# QUESTÕES PROPOSTAS
**A.** Para cada afirmação abaixo, informe se ela concorda com o trecho do documento. Responda sim ou não e cite, sem alterações, as palavras do trecho que decidem a questão. (i) A história principal se passa nos dias atuais. (ii) As fraquezas apontadas no livro são de ordem técnica. (iii) Chaya luta contra a hidrelétrica.
**B.** Transcreva fielmente a parte do trecho do documento que se inicia com as palavras "Preta e Chaya" e se encerra com "longo da narrativa.".

# TRECHO DO DOCUMENTO
• • • • •

Preta e Chaya se odeiam, e as duas odeiam Olga. Esse triângulo faz girar a história principal, passada nos dias atuais, que é construída na forma de um thriller, com fugas, perseguições, ameaças, investigações, etc. Já a história secundária faz o tipo saga familiar, com rivalidades entre irmãos, segredos, vinganças e tal. A primeira não se furta a ser uma aventura com bandidos e mocinhos, enquanto a outra já admite um pouco mais de indefinição moral.
Morgana Kretzmann escreve bem, cria bons personagens, tem um texto fluente, bons diálogos e sabe manter a tensão ao longo da narrativa.
Armin retoma a consciência. Está escuro e silencioso. Sente a terra solta e seca entrar na sua boca e nas narinas. Tenta se levantar, mas está grogue. A pancada na cabeça foi violenta. Põe a mão atrás da nuca. Há uma gosma no couro cabeludo. Ele cheira. É sangue.
No nível das frases, dos parágrafos, ela está sempre no controle.
O livro tem duas fraquezas, a meu ver, que não são técnicas mas de concepção.
A primeira é que tem muita coisa acontecendo ao mesmo tempo. Olga está denunciando o deputado e tentando fazer as pazes com o passado; Chaya está protegendo o parque e lutando contra a hidrelétrica; Preta às voltas com contrabando e o destino de sua comunidade; tudo isso embolado com a saga da família Sarampião, que tem vários personagens e conflitos. O foco da narrativa muda a todo momento, no tempo e no espaço, enquanto a autora luta para manter o interesse do leitor em todo um conjunto de tópicos concorrentes. O resultado é perda de voltagem dramática.

• • • • •

# REGISTROS LISTADOS
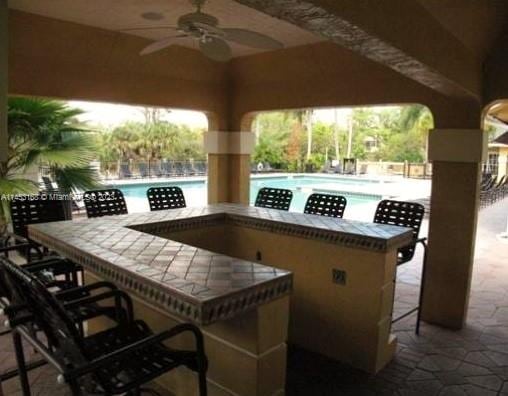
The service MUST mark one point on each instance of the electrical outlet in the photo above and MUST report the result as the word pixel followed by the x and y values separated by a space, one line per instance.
pixel 338 276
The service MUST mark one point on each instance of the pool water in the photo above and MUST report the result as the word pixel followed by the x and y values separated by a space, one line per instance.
pixel 302 186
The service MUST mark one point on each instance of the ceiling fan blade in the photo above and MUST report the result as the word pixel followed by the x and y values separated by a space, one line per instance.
pixel 148 28
pixel 160 44
pixel 216 49
pixel 251 39
pixel 210 29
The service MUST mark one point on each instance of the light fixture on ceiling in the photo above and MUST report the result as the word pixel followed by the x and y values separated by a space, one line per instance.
pixel 152 16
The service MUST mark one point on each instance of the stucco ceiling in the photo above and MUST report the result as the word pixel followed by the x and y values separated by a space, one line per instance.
pixel 476 23
pixel 500 111
pixel 121 14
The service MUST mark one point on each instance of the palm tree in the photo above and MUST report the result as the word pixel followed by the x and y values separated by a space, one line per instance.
pixel 419 119
pixel 45 132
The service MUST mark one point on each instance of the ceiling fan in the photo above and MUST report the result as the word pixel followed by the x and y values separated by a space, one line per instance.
pixel 212 40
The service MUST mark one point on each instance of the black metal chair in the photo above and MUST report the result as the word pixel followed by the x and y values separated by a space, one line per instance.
pixel 105 202
pixel 33 209
pixel 162 198
pixel 118 360
pixel 274 198
pixel 326 205
pixel 409 215
pixel 12 302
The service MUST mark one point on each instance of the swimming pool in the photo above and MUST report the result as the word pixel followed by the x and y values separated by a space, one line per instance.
pixel 302 186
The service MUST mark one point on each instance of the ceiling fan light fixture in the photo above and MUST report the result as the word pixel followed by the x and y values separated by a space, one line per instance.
pixel 152 16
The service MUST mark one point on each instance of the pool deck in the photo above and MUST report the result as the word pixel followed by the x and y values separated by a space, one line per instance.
pixel 383 187
pixel 473 361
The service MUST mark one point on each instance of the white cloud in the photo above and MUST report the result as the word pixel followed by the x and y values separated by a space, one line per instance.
pixel 110 115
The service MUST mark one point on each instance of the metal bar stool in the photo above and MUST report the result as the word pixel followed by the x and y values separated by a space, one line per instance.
pixel 410 215
pixel 105 202
pixel 162 198
pixel 274 198
pixel 114 361
pixel 326 205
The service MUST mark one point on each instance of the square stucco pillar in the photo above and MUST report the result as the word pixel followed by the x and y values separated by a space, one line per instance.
pixel 3 80
pixel 456 156
pixel 228 165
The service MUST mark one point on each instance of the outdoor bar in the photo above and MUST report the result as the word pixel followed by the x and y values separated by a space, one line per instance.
pixel 191 265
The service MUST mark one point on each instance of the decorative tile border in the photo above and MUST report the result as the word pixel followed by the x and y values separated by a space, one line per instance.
pixel 205 310
pixel 199 285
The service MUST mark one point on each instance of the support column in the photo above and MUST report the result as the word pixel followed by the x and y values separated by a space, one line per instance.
pixel 229 165
pixel 456 155
pixel 3 81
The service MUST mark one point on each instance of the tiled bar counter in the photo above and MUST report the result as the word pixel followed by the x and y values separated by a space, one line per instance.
pixel 226 268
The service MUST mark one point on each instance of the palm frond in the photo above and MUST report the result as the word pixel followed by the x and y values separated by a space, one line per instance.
pixel 76 179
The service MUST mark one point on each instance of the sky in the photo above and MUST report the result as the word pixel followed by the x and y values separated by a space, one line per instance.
pixel 110 115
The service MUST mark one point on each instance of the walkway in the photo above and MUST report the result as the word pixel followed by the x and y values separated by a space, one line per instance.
pixel 473 361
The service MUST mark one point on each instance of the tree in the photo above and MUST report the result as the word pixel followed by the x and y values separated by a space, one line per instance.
pixel 45 132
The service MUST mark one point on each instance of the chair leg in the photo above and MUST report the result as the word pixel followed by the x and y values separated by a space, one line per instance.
pixel 422 285
pixel 75 388
pixel 20 359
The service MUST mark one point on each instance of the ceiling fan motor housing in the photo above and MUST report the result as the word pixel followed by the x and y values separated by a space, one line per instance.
pixel 187 22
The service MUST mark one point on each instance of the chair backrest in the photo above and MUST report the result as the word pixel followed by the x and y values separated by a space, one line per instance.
pixel 403 214
pixel 49 315
pixel 48 185
pixel 274 198
pixel 325 205
pixel 106 202
pixel 162 198
pixel 125 170
pixel 34 209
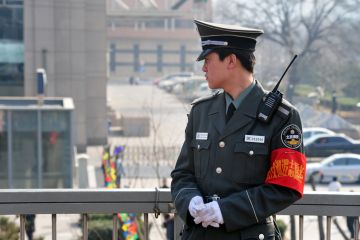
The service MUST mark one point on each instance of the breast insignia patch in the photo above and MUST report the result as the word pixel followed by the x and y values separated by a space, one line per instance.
pixel 291 136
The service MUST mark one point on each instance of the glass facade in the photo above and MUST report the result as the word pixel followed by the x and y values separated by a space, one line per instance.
pixel 35 146
pixel 11 48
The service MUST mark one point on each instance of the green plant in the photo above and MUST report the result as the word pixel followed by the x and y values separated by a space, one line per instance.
pixel 8 229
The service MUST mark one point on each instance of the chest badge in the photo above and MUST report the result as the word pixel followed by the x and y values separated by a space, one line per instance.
pixel 291 136
pixel 255 138
pixel 201 136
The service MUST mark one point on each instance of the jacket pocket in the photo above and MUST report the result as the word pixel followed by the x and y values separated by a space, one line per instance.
pixel 250 163
pixel 201 151
pixel 259 231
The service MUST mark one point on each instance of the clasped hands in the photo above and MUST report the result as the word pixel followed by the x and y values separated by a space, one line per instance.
pixel 206 214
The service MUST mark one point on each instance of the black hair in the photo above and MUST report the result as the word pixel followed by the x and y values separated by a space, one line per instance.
pixel 247 59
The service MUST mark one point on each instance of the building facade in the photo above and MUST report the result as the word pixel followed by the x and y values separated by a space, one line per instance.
pixel 68 39
pixel 149 38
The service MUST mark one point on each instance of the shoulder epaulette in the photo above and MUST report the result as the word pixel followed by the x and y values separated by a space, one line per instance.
pixel 205 98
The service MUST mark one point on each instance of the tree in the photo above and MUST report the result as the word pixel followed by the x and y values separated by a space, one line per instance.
pixel 301 27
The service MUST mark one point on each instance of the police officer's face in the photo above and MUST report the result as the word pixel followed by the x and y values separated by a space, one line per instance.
pixel 215 71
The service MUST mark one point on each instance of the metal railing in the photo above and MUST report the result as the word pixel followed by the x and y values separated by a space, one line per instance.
pixel 148 201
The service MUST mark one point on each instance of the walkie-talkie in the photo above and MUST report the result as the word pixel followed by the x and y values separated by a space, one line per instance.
pixel 271 101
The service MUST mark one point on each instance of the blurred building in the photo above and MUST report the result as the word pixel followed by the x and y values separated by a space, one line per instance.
pixel 149 38
pixel 68 39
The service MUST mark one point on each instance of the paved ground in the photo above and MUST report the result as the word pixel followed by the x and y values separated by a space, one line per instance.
pixel 168 122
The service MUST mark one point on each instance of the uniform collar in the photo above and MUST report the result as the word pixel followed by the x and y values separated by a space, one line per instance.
pixel 240 98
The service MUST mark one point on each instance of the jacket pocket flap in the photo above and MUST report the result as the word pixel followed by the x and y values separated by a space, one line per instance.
pixel 200 144
pixel 253 149
pixel 266 230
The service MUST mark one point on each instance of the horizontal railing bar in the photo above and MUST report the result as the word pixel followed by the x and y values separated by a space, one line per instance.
pixel 82 195
pixel 67 201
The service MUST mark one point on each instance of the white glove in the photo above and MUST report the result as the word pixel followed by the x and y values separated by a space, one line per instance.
pixel 209 215
pixel 196 205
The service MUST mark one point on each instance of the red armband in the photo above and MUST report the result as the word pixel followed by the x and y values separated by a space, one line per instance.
pixel 287 169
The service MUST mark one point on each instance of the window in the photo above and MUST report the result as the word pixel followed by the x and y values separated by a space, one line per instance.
pixel 338 140
pixel 14 2
pixel 339 162
pixel 11 48
pixel 353 161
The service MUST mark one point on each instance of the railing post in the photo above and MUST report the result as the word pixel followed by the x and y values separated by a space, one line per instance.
pixel 146 226
pixel 115 227
pixel 356 228
pixel 178 226
pixel 85 226
pixel 301 227
pixel 22 227
pixel 53 218
pixel 328 228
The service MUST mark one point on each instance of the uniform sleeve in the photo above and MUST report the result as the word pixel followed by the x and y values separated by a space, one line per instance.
pixel 183 185
pixel 283 185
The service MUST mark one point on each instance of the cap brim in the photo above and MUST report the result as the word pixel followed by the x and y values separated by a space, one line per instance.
pixel 203 54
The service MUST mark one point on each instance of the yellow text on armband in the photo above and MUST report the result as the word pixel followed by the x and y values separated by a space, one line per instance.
pixel 286 168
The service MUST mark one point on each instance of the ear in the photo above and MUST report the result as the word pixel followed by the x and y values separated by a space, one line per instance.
pixel 232 61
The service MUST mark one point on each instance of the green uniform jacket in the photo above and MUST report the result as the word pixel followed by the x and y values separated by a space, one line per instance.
pixel 216 159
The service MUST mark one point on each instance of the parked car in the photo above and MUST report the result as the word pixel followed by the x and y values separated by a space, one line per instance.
pixel 324 145
pixel 312 131
pixel 192 88
pixel 344 166
pixel 167 82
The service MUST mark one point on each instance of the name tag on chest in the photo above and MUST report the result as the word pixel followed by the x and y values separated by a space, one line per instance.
pixel 255 138
pixel 201 136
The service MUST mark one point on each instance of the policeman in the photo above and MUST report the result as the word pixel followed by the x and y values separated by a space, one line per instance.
pixel 234 171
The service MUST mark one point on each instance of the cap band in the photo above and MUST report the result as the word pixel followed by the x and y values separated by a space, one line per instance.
pixel 216 43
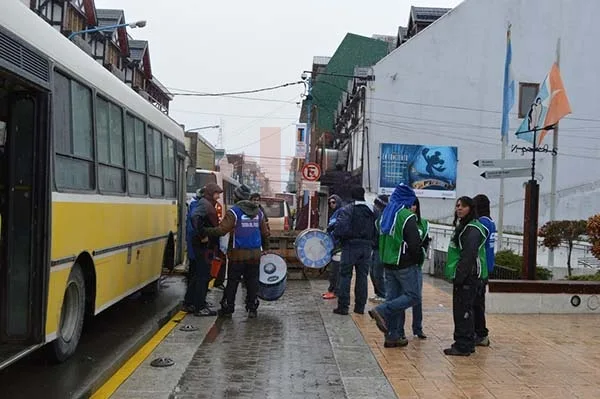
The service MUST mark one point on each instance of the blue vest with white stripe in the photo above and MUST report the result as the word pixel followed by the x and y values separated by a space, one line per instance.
pixel 246 234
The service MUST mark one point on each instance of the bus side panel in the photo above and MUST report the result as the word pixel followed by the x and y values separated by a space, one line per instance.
pixel 112 233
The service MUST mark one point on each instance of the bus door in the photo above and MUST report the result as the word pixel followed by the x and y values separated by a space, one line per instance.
pixel 24 204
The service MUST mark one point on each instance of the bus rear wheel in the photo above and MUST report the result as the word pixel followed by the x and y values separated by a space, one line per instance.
pixel 71 316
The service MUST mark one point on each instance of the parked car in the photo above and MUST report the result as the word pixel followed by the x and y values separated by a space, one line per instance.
pixel 278 212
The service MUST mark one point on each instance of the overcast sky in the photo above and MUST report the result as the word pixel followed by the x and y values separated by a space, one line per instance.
pixel 239 45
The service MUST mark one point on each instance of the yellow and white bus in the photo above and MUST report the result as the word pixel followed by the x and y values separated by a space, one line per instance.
pixel 92 188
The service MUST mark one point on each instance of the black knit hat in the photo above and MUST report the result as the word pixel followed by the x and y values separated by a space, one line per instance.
pixel 382 200
pixel 242 193
pixel 357 193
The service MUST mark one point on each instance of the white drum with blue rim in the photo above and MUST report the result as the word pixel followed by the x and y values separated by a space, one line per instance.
pixel 272 277
pixel 313 248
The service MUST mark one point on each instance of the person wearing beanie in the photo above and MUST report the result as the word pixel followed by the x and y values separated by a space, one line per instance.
pixel 354 228
pixel 466 266
pixel 376 271
pixel 204 214
pixel 401 254
pixel 249 239
pixel 423 226
pixel 482 206
pixel 335 204
pixel 255 197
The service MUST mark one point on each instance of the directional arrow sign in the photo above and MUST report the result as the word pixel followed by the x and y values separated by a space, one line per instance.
pixel 507 173
pixel 502 163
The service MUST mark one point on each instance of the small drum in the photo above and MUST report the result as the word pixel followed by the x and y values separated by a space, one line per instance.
pixel 313 248
pixel 272 277
pixel 336 256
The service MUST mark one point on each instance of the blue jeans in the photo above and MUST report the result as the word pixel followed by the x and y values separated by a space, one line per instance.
pixel 359 257
pixel 334 276
pixel 402 289
pixel 377 274
pixel 417 324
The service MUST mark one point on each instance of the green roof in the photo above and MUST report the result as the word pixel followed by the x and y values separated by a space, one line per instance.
pixel 353 51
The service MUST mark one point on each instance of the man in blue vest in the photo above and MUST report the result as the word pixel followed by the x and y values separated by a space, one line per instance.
pixel 249 238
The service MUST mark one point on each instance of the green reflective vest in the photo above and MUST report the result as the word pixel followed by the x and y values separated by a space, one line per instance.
pixel 423 227
pixel 454 253
pixel 392 245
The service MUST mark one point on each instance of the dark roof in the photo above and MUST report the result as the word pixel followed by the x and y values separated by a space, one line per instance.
pixel 107 17
pixel 353 51
pixel 427 14
pixel 137 48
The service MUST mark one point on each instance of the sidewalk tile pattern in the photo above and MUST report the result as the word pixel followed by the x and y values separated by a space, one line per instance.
pixel 531 356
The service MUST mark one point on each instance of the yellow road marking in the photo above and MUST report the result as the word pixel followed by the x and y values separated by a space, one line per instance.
pixel 134 361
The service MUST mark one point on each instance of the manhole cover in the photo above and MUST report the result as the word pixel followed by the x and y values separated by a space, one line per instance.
pixel 162 362
pixel 189 328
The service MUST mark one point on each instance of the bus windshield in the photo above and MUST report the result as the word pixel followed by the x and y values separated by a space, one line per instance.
pixel 199 180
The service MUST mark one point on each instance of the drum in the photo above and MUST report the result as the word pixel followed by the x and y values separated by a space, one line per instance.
pixel 272 277
pixel 337 256
pixel 313 248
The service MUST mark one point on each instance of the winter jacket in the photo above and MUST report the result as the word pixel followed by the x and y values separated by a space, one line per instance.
pixel 355 225
pixel 228 225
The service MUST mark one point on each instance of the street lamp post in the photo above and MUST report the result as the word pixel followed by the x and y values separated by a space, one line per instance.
pixel 138 24
pixel 204 127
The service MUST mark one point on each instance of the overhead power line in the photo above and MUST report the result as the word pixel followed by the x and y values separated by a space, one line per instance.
pixel 191 94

• • • • •

# RESPOSTAS NUMERADAS
**A.**
(i) Sim: "passada nos dias atuais".
(ii) Não: "que não são técnicas mas de concepção".
(iii) Sim: "Chaya está protegendo o parque e lutando contra a hidrelétrica".

**B.**
Preta e Chaya se odeiam, e as duas odeiam Olga. Esse triângulo faz girar a história principal, passada nos dias atuais, que é construída na forma de um thriller, com fugas, perseguições, ameaças, investigações, etc. Já a história secundária faz o tipo saga familiar, com rivalidades entre irmãos, segredos, vinganças e tal. A primeira não se furta a ser uma aventura com bandidos e mocinhos, enquanto a outra já admite um pouco mais de indefinição moral.
Morgana Kretzmann escreve bem, cria bons personagens, tem um texto fluente, bons diálogos e sabe manter a tensão ao longo da narrativa.